Repeat the data below exactly, dropping any pictures it holds.
----
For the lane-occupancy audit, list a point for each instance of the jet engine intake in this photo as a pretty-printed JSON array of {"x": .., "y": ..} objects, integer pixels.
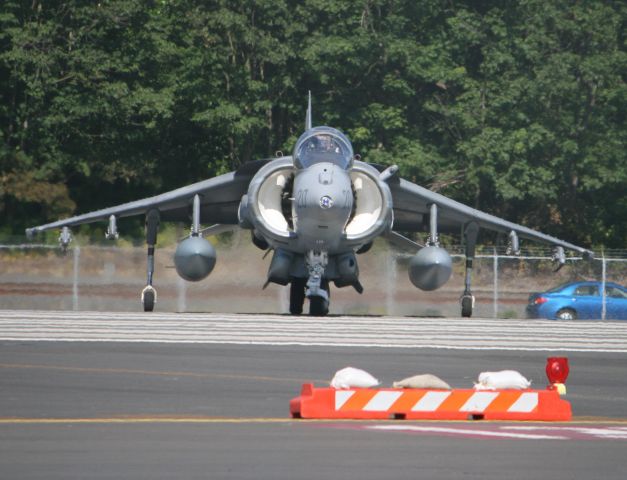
[
  {"x": 194, "y": 259},
  {"x": 430, "y": 268}
]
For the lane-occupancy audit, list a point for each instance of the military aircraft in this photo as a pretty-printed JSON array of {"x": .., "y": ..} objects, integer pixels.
[{"x": 316, "y": 210}]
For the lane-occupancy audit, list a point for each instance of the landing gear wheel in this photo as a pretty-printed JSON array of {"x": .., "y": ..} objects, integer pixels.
[
  {"x": 297, "y": 295},
  {"x": 467, "y": 303},
  {"x": 566, "y": 314},
  {"x": 319, "y": 306},
  {"x": 149, "y": 298}
]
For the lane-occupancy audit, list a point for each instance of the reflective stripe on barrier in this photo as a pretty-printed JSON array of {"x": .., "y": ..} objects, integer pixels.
[{"x": 429, "y": 404}]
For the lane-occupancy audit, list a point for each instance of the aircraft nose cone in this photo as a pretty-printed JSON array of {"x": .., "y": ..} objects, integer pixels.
[{"x": 326, "y": 202}]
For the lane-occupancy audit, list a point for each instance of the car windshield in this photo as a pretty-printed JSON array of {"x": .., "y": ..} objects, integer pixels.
[
  {"x": 559, "y": 288},
  {"x": 615, "y": 292},
  {"x": 323, "y": 144}
]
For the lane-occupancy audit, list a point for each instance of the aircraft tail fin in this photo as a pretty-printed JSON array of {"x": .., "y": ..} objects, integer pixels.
[{"x": 308, "y": 119}]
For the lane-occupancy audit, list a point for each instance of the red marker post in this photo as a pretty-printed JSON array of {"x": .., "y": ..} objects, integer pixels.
[{"x": 557, "y": 373}]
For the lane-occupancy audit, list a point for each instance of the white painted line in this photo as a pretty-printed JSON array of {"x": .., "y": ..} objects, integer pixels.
[{"x": 465, "y": 432}]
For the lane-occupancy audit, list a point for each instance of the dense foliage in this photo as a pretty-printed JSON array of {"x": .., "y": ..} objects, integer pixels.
[{"x": 517, "y": 108}]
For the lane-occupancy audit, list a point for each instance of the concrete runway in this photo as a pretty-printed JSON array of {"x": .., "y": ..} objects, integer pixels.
[{"x": 97, "y": 395}]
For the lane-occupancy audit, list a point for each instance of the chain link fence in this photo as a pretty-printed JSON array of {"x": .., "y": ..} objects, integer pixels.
[{"x": 111, "y": 278}]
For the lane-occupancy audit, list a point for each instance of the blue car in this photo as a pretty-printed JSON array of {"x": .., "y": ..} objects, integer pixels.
[{"x": 581, "y": 300}]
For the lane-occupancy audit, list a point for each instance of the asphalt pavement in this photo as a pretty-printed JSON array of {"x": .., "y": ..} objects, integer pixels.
[{"x": 116, "y": 409}]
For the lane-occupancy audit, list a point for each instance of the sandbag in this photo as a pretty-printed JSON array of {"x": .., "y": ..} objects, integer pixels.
[
  {"x": 503, "y": 379},
  {"x": 422, "y": 381},
  {"x": 350, "y": 377}
]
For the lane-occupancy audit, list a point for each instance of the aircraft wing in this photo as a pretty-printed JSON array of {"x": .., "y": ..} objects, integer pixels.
[
  {"x": 411, "y": 213},
  {"x": 219, "y": 198}
]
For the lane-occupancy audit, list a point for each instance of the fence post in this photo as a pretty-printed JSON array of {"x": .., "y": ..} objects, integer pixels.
[
  {"x": 496, "y": 282},
  {"x": 77, "y": 254},
  {"x": 603, "y": 274}
]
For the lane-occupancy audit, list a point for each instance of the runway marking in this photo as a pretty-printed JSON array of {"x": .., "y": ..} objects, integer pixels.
[
  {"x": 521, "y": 432},
  {"x": 619, "y": 425},
  {"x": 334, "y": 331},
  {"x": 134, "y": 420},
  {"x": 126, "y": 371}
]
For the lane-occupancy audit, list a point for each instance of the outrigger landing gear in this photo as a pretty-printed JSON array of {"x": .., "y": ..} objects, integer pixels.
[
  {"x": 471, "y": 231},
  {"x": 149, "y": 294}
]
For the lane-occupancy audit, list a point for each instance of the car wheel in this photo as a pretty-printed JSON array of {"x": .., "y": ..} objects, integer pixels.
[{"x": 566, "y": 314}]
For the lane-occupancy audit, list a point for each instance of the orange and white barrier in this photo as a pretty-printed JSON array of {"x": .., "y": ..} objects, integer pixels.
[{"x": 421, "y": 404}]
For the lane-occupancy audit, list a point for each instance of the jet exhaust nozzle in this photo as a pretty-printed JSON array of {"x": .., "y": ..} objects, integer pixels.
[
  {"x": 430, "y": 268},
  {"x": 194, "y": 259}
]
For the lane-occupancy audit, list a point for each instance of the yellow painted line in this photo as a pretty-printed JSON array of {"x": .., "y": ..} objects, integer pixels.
[{"x": 252, "y": 420}]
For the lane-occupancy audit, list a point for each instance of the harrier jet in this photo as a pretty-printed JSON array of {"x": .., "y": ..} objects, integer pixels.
[{"x": 316, "y": 209}]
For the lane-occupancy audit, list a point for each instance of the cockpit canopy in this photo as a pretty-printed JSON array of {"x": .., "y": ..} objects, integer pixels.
[{"x": 323, "y": 144}]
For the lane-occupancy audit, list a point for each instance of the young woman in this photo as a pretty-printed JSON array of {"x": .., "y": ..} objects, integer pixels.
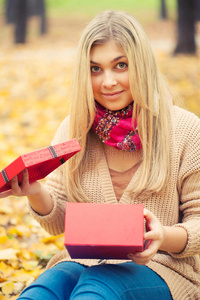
[{"x": 137, "y": 147}]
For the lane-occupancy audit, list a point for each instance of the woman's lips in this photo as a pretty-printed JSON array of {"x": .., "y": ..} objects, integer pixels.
[{"x": 112, "y": 95}]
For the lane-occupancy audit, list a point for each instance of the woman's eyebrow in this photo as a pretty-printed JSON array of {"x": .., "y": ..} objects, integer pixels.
[
  {"x": 119, "y": 57},
  {"x": 115, "y": 59}
]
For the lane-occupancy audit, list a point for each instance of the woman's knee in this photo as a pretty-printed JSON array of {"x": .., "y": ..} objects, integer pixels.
[
  {"x": 56, "y": 283},
  {"x": 95, "y": 283}
]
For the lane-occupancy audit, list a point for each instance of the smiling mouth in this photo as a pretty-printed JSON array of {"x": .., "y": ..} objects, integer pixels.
[{"x": 112, "y": 94}]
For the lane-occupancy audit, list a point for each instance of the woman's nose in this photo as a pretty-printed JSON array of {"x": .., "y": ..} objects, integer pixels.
[{"x": 109, "y": 80}]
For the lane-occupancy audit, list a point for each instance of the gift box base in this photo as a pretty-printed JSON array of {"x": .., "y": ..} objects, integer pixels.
[
  {"x": 103, "y": 231},
  {"x": 102, "y": 252}
]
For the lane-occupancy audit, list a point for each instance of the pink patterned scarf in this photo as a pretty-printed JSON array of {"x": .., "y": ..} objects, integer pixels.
[{"x": 115, "y": 128}]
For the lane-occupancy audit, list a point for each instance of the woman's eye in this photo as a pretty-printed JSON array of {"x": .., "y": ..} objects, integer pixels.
[
  {"x": 95, "y": 69},
  {"x": 122, "y": 66}
]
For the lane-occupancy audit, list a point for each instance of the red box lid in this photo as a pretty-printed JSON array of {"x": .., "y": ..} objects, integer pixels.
[
  {"x": 39, "y": 163},
  {"x": 108, "y": 231}
]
----
● Solution to the exercise:
For the lane-occupancy audit, list a point for each instance of the jet engine intake in this photo as a pretty-printed JSON array of {"x": .., "y": ..} objects, integer pixels.
[
  {"x": 194, "y": 259},
  {"x": 430, "y": 268}
]
For the lane-occupancy audit, list a point for each instance of the military aircraft in this photo as a pretty-printed JSON array of {"x": .., "y": ..} objects, integer pixels.
[{"x": 316, "y": 210}]
For the lane-occupancy audit, list a point for each instance of the landing gear wheel in this photo as a pretty-printed JSON array of {"x": .., "y": ..} objects, integer pixels.
[
  {"x": 297, "y": 295},
  {"x": 467, "y": 303},
  {"x": 566, "y": 314},
  {"x": 319, "y": 306},
  {"x": 149, "y": 298}
]
For the lane-occupancy audit, list a point for each instance of the reflective stripe on barrier in this photo as a pretty-printed JSON array of {"x": .., "y": ..} objects, integer pixels.
[{"x": 429, "y": 404}]
For the lane-occupancy audit, list a point for each instance of the aircraft nose cone in this photo as a pretty-printed JSON array of {"x": .., "y": ..} objects, integer pixels.
[{"x": 326, "y": 202}]
For the lane-occupancy audit, list a point for each instance of the car windshield in this photo as a pretty-printed JSON array of {"x": .., "y": ..} objects, integer pixels.
[
  {"x": 559, "y": 288},
  {"x": 615, "y": 292},
  {"x": 323, "y": 144}
]
For the lane-occupancy audit, list a point for each instance of the aircraft tail fin in this photo as a pretty-printed JSON array of {"x": .., "y": ..} objects, integer pixels.
[{"x": 308, "y": 119}]
For the lane-occupancy audit, list a point for each instance of the red marker post in this photo as a pretty-printed JSON array of {"x": .., "y": ..} objects, integer pixels.
[{"x": 557, "y": 373}]
For the lane-occupancy audit, list a point for each instance of the white painted line in this photo as a pretty-printed JSON array of {"x": .., "y": ..} objects, integer pixels.
[{"x": 465, "y": 432}]
For the lane-occupancy audit, list a point for each instance of the dense foliage in this photo as a pretty-printed JSON array of {"x": .., "y": ..} objects, integer pixels.
[{"x": 517, "y": 108}]
For the lane-occupancy audit, list a point for each instance of the concrete runway in this photo as a pretty-printed JSON array of {"x": .., "y": ..} objects, integer pixels.
[{"x": 97, "y": 395}]
For the lane-occupancy audit, list a point for each instance of the chain link fence in this photo as a pretty-printed JSON array of {"x": .., "y": ..} objects, integer pixels.
[{"x": 111, "y": 278}]
For the lane-occupancy audit, list a point for each instance of the blue car in this photo as a pretty-printed JSON array of {"x": .., "y": ..} objects, integer pixels.
[{"x": 581, "y": 300}]
For the lane-occupancy audit, list a point for each instance of the asphalt pavement in this photo as a pretty-printed JSON array of {"x": .., "y": ..} objects, integer pixels.
[{"x": 116, "y": 409}]
For the lane-occupancy audit, list a point for each instance of the sandbag in this photo as a pretty-printed JSON array of {"x": .., "y": ..} objects, integer pixels.
[
  {"x": 503, "y": 379},
  {"x": 422, "y": 381},
  {"x": 350, "y": 377}
]
For the lane-occupancy audit, list a point for each instance of the aircraft wing in this photo as a pretty-printed JSON array of {"x": .., "y": ..} objects, integer pixels.
[
  {"x": 411, "y": 213},
  {"x": 219, "y": 198}
]
For the lane-occupancy audit, list a point for each instance of the fence post in this photo as a pretty-printed JSON array of {"x": .., "y": ..} objects, integer pixels.
[
  {"x": 496, "y": 282},
  {"x": 77, "y": 254},
  {"x": 603, "y": 274}
]
For the lane-occupancy audit, list a point for each instance of the runway marking in this photo as a pretty-printed JSON array of {"x": .., "y": ..} objects, integer pixels.
[
  {"x": 521, "y": 432},
  {"x": 619, "y": 425},
  {"x": 334, "y": 331},
  {"x": 134, "y": 420},
  {"x": 126, "y": 371}
]
For the lane-occupancy audit, list a point for each instance of the outrigger landing gear in this photo as a pretty-printed JSON array of {"x": .., "y": ..} objects, integer pixels.
[
  {"x": 471, "y": 231},
  {"x": 149, "y": 294}
]
For the lane-occupancy audit, list a point for each instance of the car wheel in this photo as a pretty-printed JSON array of {"x": .., "y": ..} objects, integer pixels.
[{"x": 566, "y": 314}]
For the lane-occupancy audit, list a point for each instance of the orange and white barrier in this photo as a pretty-printed JSON array of {"x": .., "y": ..} objects, integer pixels.
[{"x": 421, "y": 404}]
For the lane-occupancy audit, list a point for each instance of the jet exhaust nozzle in this photo as a pretty-printed JSON array of {"x": .., "y": ..} objects, integer pixels.
[
  {"x": 430, "y": 268},
  {"x": 194, "y": 259}
]
For the lane-occupancy audit, list a point for each instance of the yellow painted line in this photo as a pretty-printed JSON array of {"x": .., "y": ..} objects, integer pixels.
[{"x": 252, "y": 420}]
For the lane-occupancy audit, list a point for each instance of the harrier jet in this photo as a pretty-printed JSON array of {"x": .., "y": ..} objects, integer pixels.
[{"x": 316, "y": 209}]
For the lane-occupancy audit, list a point for each instance of the cockpit canopy in this photo as a pretty-printed JSON array of {"x": .., "y": ..} objects, integer pixels.
[{"x": 323, "y": 144}]
For the lane-occupancy audit, list a point for each instance of the young woman in this photo as a pretty-printed JSON array of {"x": .., "y": ..} objects, integer pixels.
[{"x": 137, "y": 147}]
For the lane-occupancy audit, list a point for each instance of the woman's lips in this photo as a pretty-printed JSON array of {"x": .., "y": ..} objects, integer pixels.
[{"x": 112, "y": 95}]
For the lane-occupancy audit, list a point for each instance of the woman's eyebrow in this photo as a pretty-printed JSON array of {"x": .., "y": ..} objects, integer pixels.
[
  {"x": 119, "y": 57},
  {"x": 115, "y": 59}
]
For the lane-occupancy audit, list a point for each instance of the woman's knee in this photo as a pretty-printed JSON array of {"x": .., "y": ..} objects, integer pixels.
[
  {"x": 56, "y": 283},
  {"x": 95, "y": 283}
]
For the lane-occupancy audit, list a point for each instance of the smiling mouth in this photo as a pretty-printed JSON array of {"x": .., "y": ..} objects, integer pixels.
[{"x": 112, "y": 94}]
For the lane-occupancy audit, list a point for each instance of the woman's nose in this photo as a pretty-printed JSON array of {"x": .., "y": ..} objects, integer pixels.
[{"x": 109, "y": 80}]
For the lane-occupancy audit, list a point for each instance of the gift box base in this photo as a pretty-printed JSON array of {"x": .., "y": ..} objects, integer pixels.
[
  {"x": 103, "y": 231},
  {"x": 102, "y": 252}
]
For the lane-occupancy audit, list a point for each instance of the pink patterned scarf in this photo as a pretty-printed JSON array of {"x": .., "y": ..} objects, integer pixels.
[{"x": 115, "y": 128}]
For the lane-occupancy audit, list a point for each instance of the woman's eye in this photo as a pretty-printed JSON array of {"x": .., "y": ..} objects, integer pixels.
[
  {"x": 95, "y": 69},
  {"x": 122, "y": 66}
]
For the lane-occupancy audit, list a point for each instance of the red box lid in this photo as a pretty-printed JSON array of {"x": .., "y": ..} objects, integer pixels.
[
  {"x": 39, "y": 163},
  {"x": 108, "y": 231}
]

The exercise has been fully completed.